__WORK REQUEST__.
Copy out each line containing "outline" from the entries below.

__MATERIALS PROVIDED__.

------------------------------------

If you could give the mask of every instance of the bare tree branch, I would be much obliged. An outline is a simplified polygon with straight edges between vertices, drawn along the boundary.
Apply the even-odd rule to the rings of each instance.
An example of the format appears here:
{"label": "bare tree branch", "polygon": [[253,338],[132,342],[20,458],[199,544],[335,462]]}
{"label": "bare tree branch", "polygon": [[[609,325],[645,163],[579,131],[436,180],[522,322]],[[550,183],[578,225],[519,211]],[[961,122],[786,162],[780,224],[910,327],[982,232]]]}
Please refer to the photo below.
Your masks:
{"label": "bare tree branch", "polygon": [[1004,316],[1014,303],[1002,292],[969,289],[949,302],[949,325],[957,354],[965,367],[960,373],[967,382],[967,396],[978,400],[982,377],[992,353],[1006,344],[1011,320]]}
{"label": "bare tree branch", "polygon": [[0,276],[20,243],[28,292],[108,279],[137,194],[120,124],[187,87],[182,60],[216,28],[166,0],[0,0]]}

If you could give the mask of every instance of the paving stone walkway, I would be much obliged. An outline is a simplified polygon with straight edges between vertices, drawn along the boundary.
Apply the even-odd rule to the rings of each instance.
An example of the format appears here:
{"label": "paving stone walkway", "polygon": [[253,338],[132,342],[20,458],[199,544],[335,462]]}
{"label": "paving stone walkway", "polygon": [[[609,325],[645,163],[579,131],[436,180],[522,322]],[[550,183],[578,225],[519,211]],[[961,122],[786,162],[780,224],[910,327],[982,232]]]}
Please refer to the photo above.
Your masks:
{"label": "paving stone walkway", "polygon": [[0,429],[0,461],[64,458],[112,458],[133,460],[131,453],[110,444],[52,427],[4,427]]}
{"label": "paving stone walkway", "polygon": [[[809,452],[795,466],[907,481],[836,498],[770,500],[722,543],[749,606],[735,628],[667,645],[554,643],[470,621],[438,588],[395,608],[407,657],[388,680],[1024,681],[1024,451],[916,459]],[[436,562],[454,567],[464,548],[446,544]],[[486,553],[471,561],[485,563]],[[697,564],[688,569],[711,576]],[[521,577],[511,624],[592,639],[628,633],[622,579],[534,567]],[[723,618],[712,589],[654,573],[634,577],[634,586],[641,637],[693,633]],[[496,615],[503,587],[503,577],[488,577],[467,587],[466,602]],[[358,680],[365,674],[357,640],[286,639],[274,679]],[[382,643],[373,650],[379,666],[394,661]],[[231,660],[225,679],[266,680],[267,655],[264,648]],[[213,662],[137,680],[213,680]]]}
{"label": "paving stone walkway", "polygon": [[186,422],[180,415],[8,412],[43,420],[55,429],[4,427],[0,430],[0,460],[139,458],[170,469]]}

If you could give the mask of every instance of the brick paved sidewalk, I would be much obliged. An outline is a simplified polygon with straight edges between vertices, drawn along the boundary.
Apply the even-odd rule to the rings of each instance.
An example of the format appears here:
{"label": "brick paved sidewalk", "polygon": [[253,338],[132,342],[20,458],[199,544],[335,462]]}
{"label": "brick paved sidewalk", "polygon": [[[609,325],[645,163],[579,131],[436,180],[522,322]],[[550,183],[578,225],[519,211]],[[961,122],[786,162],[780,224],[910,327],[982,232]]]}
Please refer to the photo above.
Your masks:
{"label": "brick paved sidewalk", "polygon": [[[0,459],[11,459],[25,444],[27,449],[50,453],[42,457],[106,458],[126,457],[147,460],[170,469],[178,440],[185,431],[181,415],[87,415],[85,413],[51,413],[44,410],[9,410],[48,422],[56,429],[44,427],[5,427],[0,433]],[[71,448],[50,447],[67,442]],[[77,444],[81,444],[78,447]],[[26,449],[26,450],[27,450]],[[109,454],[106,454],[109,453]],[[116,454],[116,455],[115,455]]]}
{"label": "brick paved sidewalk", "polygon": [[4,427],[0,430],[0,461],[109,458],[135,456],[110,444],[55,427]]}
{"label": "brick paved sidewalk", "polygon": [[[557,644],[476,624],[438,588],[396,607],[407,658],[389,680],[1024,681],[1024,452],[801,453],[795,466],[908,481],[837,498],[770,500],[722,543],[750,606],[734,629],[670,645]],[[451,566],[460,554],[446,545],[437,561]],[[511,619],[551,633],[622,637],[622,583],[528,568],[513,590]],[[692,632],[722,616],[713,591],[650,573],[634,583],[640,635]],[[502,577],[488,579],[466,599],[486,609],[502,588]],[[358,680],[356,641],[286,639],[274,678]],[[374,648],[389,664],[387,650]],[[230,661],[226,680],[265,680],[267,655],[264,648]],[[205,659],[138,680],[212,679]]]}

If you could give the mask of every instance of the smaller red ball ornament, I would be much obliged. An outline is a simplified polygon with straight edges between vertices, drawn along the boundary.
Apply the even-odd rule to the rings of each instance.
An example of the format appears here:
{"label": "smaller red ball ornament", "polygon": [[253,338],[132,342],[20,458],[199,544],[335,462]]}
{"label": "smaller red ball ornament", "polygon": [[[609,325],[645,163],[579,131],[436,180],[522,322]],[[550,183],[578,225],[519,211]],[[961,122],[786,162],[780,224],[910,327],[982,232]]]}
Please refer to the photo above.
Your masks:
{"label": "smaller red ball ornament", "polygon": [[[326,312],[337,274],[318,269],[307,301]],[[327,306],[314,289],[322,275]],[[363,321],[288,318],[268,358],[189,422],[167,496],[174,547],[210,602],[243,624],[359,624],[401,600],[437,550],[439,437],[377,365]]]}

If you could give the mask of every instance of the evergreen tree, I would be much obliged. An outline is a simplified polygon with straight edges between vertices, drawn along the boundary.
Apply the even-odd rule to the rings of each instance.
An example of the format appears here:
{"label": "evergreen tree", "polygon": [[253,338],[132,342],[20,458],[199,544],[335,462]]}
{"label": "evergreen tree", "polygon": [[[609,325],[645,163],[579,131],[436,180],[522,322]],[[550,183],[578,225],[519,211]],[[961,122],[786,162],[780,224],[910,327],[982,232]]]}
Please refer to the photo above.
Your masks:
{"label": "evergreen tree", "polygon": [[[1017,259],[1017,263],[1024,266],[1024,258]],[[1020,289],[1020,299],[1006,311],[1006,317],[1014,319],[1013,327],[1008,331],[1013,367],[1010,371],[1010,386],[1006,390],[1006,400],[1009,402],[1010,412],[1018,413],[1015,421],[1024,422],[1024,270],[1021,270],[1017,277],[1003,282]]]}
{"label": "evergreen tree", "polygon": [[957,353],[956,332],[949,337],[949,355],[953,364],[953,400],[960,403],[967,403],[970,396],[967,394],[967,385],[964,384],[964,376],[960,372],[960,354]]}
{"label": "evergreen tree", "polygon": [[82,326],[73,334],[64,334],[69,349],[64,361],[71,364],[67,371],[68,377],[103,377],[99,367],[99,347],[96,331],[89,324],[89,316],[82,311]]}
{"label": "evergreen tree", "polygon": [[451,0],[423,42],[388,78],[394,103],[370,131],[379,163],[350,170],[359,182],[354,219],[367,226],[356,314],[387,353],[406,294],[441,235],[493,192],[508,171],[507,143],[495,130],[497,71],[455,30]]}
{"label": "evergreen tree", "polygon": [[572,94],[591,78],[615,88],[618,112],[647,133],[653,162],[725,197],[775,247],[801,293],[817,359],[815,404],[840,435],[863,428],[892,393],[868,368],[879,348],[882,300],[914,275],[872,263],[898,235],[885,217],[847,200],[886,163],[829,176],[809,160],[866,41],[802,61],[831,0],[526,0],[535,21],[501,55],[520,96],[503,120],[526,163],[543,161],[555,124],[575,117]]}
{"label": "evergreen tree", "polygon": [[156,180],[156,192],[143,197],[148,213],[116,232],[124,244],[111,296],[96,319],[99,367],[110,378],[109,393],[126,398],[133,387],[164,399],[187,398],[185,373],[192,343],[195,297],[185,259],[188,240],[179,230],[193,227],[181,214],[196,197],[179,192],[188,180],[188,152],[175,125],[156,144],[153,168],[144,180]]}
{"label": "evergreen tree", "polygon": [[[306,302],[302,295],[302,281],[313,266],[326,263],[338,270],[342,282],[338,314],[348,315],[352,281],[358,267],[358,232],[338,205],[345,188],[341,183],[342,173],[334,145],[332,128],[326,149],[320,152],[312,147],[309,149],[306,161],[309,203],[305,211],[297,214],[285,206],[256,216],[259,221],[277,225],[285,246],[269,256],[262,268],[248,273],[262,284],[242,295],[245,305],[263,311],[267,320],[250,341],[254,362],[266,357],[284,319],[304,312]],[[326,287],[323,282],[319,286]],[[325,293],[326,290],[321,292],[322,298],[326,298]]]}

------------------------------------

__OUTPUT OF THE TASK__.
If you could give the mask of every instance of the bare tree branch, I would be much obliged. An outline is a simplified polygon with straight edges between vertices, drawn along the boundary.
If you could give the mask of every instance of the paving stone walkway, I would be much obliged. An outline is a simplified polygon with straight edges between vertices, drawn along the boundary.
If you could give the mask of every instance of the brick paved sidewalk, I would be much obliged. An outline is a simplified polygon with straight edges between vertices, drawn along the boundary.
If you could give the mask of every instance of the smaller red ball ornament, I would be much obliged. An outline is a simplified polygon with straight edges between vertices, drawn along the boundary.
If you could give the mask of every instance of the evergreen tree, I would be much obliged. An outline is a simplified polygon with straight edges between vertices, drawn along the boundary.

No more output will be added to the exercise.